**THE REQUEST**
Which lines of the entries below contain the word "door"? Copy each such line in full.

# RECORD EXCERPTS start

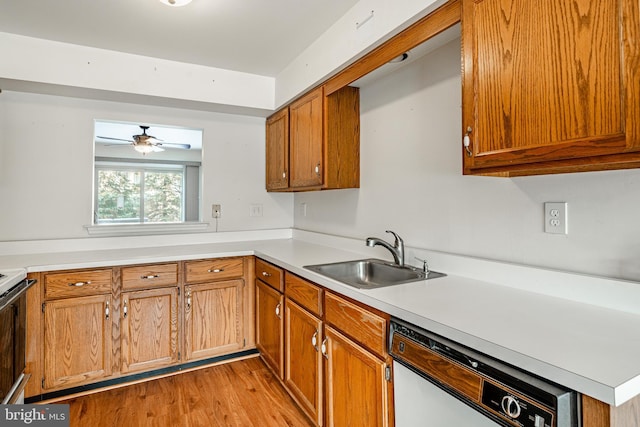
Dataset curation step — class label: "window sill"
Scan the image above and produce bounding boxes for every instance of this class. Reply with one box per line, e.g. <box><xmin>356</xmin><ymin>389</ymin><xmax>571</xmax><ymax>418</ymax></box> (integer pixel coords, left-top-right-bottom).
<box><xmin>85</xmin><ymin>222</ymin><xmax>209</xmax><ymax>236</ymax></box>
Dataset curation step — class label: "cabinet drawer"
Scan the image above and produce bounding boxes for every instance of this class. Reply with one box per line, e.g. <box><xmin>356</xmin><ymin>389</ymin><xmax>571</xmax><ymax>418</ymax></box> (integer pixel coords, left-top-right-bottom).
<box><xmin>185</xmin><ymin>258</ymin><xmax>244</xmax><ymax>283</ymax></box>
<box><xmin>256</xmin><ymin>258</ymin><xmax>284</xmax><ymax>292</ymax></box>
<box><xmin>44</xmin><ymin>269</ymin><xmax>111</xmax><ymax>299</ymax></box>
<box><xmin>324</xmin><ymin>292</ymin><xmax>387</xmax><ymax>358</ymax></box>
<box><xmin>122</xmin><ymin>263</ymin><xmax>178</xmax><ymax>290</ymax></box>
<box><xmin>284</xmin><ymin>272</ymin><xmax>322</xmax><ymax>316</ymax></box>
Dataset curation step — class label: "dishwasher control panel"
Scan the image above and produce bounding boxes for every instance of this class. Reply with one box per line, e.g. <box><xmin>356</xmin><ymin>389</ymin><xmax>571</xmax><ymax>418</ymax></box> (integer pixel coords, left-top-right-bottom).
<box><xmin>389</xmin><ymin>318</ymin><xmax>580</xmax><ymax>427</ymax></box>
<box><xmin>481</xmin><ymin>380</ymin><xmax>555</xmax><ymax>427</ymax></box>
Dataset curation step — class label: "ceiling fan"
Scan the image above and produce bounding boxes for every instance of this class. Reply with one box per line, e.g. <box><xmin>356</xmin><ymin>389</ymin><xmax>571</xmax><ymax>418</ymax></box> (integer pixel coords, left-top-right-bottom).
<box><xmin>97</xmin><ymin>125</ymin><xmax>191</xmax><ymax>154</ymax></box>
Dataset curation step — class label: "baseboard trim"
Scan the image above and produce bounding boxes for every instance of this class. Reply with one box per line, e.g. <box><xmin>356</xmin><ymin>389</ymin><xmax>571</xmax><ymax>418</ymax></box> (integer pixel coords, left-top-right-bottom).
<box><xmin>25</xmin><ymin>348</ymin><xmax>260</xmax><ymax>403</ymax></box>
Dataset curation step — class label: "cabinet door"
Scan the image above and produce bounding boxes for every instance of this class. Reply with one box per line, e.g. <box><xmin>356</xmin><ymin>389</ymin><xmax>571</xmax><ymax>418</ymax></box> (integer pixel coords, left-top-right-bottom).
<box><xmin>289</xmin><ymin>88</ymin><xmax>324</xmax><ymax>188</ymax></box>
<box><xmin>323</xmin><ymin>325</ymin><xmax>393</xmax><ymax>427</ymax></box>
<box><xmin>462</xmin><ymin>0</ymin><xmax>640</xmax><ymax>174</ymax></box>
<box><xmin>120</xmin><ymin>287</ymin><xmax>178</xmax><ymax>373</ymax></box>
<box><xmin>266</xmin><ymin>108</ymin><xmax>289</xmax><ymax>191</ymax></box>
<box><xmin>285</xmin><ymin>298</ymin><xmax>322</xmax><ymax>425</ymax></box>
<box><xmin>44</xmin><ymin>295</ymin><xmax>112</xmax><ymax>389</ymax></box>
<box><xmin>256</xmin><ymin>280</ymin><xmax>284</xmax><ymax>380</ymax></box>
<box><xmin>184</xmin><ymin>280</ymin><xmax>244</xmax><ymax>360</ymax></box>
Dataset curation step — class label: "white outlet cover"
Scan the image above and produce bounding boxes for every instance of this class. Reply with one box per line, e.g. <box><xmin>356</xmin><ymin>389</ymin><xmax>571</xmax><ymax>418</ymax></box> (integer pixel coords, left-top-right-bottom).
<box><xmin>544</xmin><ymin>202</ymin><xmax>569</xmax><ymax>234</ymax></box>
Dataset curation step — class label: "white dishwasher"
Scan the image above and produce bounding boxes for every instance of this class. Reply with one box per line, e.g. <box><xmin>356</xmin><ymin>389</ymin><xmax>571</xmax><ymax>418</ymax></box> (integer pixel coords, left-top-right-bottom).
<box><xmin>389</xmin><ymin>318</ymin><xmax>581</xmax><ymax>427</ymax></box>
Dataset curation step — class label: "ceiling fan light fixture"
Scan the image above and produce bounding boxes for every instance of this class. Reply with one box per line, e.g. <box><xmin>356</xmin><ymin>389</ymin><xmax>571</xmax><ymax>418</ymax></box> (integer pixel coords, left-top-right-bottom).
<box><xmin>133</xmin><ymin>144</ymin><xmax>154</xmax><ymax>154</ymax></box>
<box><xmin>160</xmin><ymin>0</ymin><xmax>191</xmax><ymax>7</ymax></box>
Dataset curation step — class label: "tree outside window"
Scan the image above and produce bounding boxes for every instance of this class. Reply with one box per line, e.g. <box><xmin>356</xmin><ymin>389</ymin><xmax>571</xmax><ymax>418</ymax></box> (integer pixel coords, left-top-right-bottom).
<box><xmin>96</xmin><ymin>162</ymin><xmax>185</xmax><ymax>224</ymax></box>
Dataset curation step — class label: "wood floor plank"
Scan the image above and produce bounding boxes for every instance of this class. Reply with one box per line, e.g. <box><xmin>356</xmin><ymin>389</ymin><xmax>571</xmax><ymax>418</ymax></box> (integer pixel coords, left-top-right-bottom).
<box><xmin>58</xmin><ymin>358</ymin><xmax>313</xmax><ymax>427</ymax></box>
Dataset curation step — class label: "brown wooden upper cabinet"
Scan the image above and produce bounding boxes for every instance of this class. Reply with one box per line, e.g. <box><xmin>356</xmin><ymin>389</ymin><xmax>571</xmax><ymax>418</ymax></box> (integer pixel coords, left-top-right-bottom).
<box><xmin>266</xmin><ymin>86</ymin><xmax>360</xmax><ymax>191</ymax></box>
<box><xmin>462</xmin><ymin>0</ymin><xmax>640</xmax><ymax>176</ymax></box>
<box><xmin>266</xmin><ymin>107</ymin><xmax>289</xmax><ymax>191</ymax></box>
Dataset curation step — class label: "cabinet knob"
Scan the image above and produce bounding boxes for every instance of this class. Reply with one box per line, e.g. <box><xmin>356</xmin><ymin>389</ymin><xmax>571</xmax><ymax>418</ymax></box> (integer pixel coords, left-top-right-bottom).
<box><xmin>462</xmin><ymin>126</ymin><xmax>473</xmax><ymax>157</ymax></box>
<box><xmin>276</xmin><ymin>303</ymin><xmax>282</xmax><ymax>319</ymax></box>
<box><xmin>320</xmin><ymin>338</ymin><xmax>329</xmax><ymax>360</ymax></box>
<box><xmin>69</xmin><ymin>280</ymin><xmax>91</xmax><ymax>288</ymax></box>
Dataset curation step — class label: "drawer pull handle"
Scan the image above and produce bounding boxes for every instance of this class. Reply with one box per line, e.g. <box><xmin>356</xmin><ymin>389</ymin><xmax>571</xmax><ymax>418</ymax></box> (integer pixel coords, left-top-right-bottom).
<box><xmin>69</xmin><ymin>280</ymin><xmax>91</xmax><ymax>288</ymax></box>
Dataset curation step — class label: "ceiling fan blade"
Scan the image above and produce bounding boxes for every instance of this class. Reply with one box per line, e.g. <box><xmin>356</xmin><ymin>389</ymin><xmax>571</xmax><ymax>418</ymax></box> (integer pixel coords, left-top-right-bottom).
<box><xmin>153</xmin><ymin>142</ymin><xmax>191</xmax><ymax>150</ymax></box>
<box><xmin>96</xmin><ymin>136</ymin><xmax>133</xmax><ymax>143</ymax></box>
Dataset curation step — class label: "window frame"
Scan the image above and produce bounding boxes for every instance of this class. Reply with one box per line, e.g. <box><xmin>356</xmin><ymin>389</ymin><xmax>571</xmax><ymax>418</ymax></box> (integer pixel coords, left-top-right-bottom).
<box><xmin>91</xmin><ymin>157</ymin><xmax>202</xmax><ymax>228</ymax></box>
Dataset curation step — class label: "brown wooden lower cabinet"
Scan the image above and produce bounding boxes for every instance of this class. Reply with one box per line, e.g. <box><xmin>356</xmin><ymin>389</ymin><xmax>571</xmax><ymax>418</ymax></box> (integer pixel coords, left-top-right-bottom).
<box><xmin>285</xmin><ymin>298</ymin><xmax>324</xmax><ymax>425</ymax></box>
<box><xmin>120</xmin><ymin>287</ymin><xmax>178</xmax><ymax>373</ymax></box>
<box><xmin>25</xmin><ymin>257</ymin><xmax>255</xmax><ymax>399</ymax></box>
<box><xmin>325</xmin><ymin>326</ymin><xmax>394</xmax><ymax>427</ymax></box>
<box><xmin>256</xmin><ymin>280</ymin><xmax>284</xmax><ymax>380</ymax></box>
<box><xmin>184</xmin><ymin>279</ymin><xmax>244</xmax><ymax>360</ymax></box>
<box><xmin>43</xmin><ymin>295</ymin><xmax>112</xmax><ymax>389</ymax></box>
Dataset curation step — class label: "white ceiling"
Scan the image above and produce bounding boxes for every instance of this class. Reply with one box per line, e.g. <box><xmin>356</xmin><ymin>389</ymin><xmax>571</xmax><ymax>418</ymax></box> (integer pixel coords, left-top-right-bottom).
<box><xmin>0</xmin><ymin>0</ymin><xmax>358</xmax><ymax>76</ymax></box>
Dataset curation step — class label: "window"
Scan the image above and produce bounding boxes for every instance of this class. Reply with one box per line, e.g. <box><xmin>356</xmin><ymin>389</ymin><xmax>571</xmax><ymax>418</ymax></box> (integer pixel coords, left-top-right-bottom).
<box><xmin>95</xmin><ymin>162</ymin><xmax>192</xmax><ymax>224</ymax></box>
<box><xmin>93</xmin><ymin>121</ymin><xmax>202</xmax><ymax>225</ymax></box>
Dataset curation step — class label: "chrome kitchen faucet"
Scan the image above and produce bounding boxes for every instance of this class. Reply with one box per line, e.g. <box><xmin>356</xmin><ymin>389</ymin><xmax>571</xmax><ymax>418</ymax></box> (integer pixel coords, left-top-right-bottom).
<box><xmin>366</xmin><ymin>230</ymin><xmax>404</xmax><ymax>266</ymax></box>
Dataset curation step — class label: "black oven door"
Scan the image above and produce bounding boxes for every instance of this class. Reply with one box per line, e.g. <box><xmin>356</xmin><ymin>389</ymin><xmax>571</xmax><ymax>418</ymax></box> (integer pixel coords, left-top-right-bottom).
<box><xmin>0</xmin><ymin>280</ymin><xmax>35</xmax><ymax>403</ymax></box>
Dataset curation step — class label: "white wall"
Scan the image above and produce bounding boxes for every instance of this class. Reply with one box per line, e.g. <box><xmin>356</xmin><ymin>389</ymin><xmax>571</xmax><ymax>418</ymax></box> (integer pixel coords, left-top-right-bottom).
<box><xmin>0</xmin><ymin>32</ymin><xmax>275</xmax><ymax>115</ymax></box>
<box><xmin>295</xmin><ymin>40</ymin><xmax>640</xmax><ymax>280</ymax></box>
<box><xmin>0</xmin><ymin>91</ymin><xmax>293</xmax><ymax>241</ymax></box>
<box><xmin>275</xmin><ymin>0</ymin><xmax>446</xmax><ymax>108</ymax></box>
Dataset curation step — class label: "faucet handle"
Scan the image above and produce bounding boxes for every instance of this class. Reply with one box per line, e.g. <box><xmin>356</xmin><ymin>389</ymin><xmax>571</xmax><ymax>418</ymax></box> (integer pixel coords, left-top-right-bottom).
<box><xmin>414</xmin><ymin>256</ymin><xmax>429</xmax><ymax>274</ymax></box>
<box><xmin>386</xmin><ymin>230</ymin><xmax>404</xmax><ymax>246</ymax></box>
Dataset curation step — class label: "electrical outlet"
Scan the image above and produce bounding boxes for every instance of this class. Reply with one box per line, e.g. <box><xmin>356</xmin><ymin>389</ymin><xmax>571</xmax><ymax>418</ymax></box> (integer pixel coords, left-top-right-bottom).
<box><xmin>211</xmin><ymin>205</ymin><xmax>222</xmax><ymax>218</ymax></box>
<box><xmin>544</xmin><ymin>202</ymin><xmax>568</xmax><ymax>234</ymax></box>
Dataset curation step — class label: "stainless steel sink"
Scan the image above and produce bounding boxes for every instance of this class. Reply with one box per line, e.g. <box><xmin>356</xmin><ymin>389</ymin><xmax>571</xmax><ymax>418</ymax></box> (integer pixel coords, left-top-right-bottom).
<box><xmin>304</xmin><ymin>258</ymin><xmax>445</xmax><ymax>289</ymax></box>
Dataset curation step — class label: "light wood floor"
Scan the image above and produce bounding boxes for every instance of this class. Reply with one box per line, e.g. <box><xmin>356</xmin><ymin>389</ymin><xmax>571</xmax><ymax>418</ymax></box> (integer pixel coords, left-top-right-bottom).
<box><xmin>57</xmin><ymin>358</ymin><xmax>312</xmax><ymax>427</ymax></box>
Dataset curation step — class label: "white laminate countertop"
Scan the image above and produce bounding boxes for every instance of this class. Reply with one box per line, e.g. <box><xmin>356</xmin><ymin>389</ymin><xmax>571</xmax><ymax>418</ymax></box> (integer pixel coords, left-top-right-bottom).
<box><xmin>0</xmin><ymin>234</ymin><xmax>640</xmax><ymax>406</ymax></box>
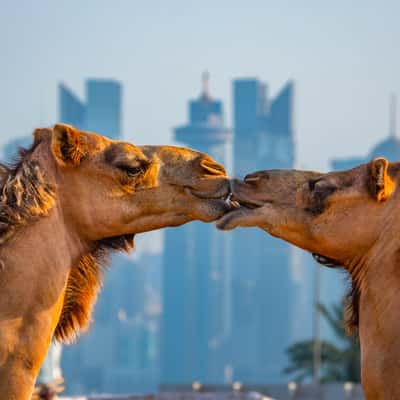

# RECORD EXCERPTS end

**REPLY**
Dataset curation step — class label: "cabinet door"
Dataset curation step — class label: "black oven door"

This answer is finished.